▶ [EXERCISE DESCRIPTION]
Copy the records below word for word, beginning at the line that contains "the white beard." and stopping after the final line of the records.

▶ [PROVIDED ENTRIES]
-----

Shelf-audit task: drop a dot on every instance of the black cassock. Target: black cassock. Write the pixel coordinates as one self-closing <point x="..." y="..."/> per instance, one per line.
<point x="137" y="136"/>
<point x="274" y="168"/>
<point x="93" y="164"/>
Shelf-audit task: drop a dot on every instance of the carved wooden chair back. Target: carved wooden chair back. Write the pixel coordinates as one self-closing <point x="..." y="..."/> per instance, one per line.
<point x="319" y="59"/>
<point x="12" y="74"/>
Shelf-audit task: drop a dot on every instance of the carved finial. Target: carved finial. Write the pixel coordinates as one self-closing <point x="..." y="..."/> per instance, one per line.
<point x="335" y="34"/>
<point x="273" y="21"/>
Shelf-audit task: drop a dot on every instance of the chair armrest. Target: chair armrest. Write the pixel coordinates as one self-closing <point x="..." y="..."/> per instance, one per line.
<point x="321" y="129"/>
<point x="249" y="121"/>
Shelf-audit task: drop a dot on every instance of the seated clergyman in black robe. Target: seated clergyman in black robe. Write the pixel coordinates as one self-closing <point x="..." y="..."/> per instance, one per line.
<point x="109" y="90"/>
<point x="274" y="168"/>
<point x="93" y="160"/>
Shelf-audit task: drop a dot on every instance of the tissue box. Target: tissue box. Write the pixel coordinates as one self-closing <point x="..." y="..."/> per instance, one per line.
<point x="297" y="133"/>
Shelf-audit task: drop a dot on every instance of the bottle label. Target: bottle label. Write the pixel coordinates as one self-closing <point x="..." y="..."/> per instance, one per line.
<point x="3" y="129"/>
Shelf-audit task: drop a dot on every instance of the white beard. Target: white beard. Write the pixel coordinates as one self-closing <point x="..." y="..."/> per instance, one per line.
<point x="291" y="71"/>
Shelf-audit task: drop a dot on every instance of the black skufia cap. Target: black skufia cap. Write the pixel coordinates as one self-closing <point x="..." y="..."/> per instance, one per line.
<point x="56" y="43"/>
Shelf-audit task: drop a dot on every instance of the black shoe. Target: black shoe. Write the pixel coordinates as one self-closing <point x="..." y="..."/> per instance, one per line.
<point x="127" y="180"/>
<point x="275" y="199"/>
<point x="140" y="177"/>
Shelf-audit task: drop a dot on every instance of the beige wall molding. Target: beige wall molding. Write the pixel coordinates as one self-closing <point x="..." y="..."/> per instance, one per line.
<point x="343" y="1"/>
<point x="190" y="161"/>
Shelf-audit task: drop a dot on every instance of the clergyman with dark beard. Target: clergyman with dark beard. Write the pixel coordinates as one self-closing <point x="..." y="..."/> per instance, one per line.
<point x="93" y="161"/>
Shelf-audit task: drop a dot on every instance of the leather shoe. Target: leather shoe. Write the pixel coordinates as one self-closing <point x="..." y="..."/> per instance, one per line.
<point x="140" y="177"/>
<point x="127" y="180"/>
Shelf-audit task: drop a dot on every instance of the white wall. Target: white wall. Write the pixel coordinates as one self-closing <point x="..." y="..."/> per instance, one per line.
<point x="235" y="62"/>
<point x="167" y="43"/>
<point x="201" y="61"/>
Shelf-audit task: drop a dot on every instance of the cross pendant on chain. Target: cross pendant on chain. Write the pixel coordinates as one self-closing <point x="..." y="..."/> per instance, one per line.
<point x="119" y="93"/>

-----

▶ [COMPLETED TASK]
Shelf-audit task: drop a dot on every instance of the white beard. Target: white beard. Write the pixel coordinates as one self-closing <point x="..." y="..."/> per instance, one per line.
<point x="291" y="71"/>
Shelf-audit task: drop a dot on every instance of the black skufia cap. Target: black skufia cap. Write the pixel coordinates as one self-closing <point x="..." y="..."/> per instance, one per line.
<point x="56" y="43"/>
Shelf-audit task: drop a dot on every instance of the black shoe. Target: black shoe. Write the pixel coordinates as one self-closing <point x="..." y="..."/> per instance, one per line.
<point x="127" y="180"/>
<point x="275" y="199"/>
<point x="140" y="177"/>
Shelf-audit task: drop a dot on every instance of the beige wall molding. Target: beige wall molding. Write the pixel coordinates as one self-closing <point x="..." y="..."/> per instance, one per line.
<point x="343" y="1"/>
<point x="190" y="161"/>
Shelf-audit task: drop a dot on every instance of the clergyman with dark beard. Target: clergyman with dark beard. Write the pixel coordinates as one self-closing <point x="..." y="..."/> per instance, one per line.
<point x="93" y="161"/>
Shelf-audit task: drop a dot on every instance of the leather shoe. Target: leather shoe. Write the pixel coordinates as one self-closing <point x="..." y="..."/> per instance, one per line.
<point x="140" y="177"/>
<point x="127" y="180"/>
Shelf-audit task: drop a dot on every instance of the white wall. Target: white wall. Write the pixel coordinates as one self-closing <point x="..." y="..."/> per instance, one per line.
<point x="235" y="62"/>
<point x="167" y="43"/>
<point x="201" y="61"/>
Shelf-audit task: drop a dot on every instance of the cross pendant on chain. Target: cross pendant on chain. Write the pixel coordinates as one self-closing <point x="..." y="..."/> per instance, one per line.
<point x="119" y="93"/>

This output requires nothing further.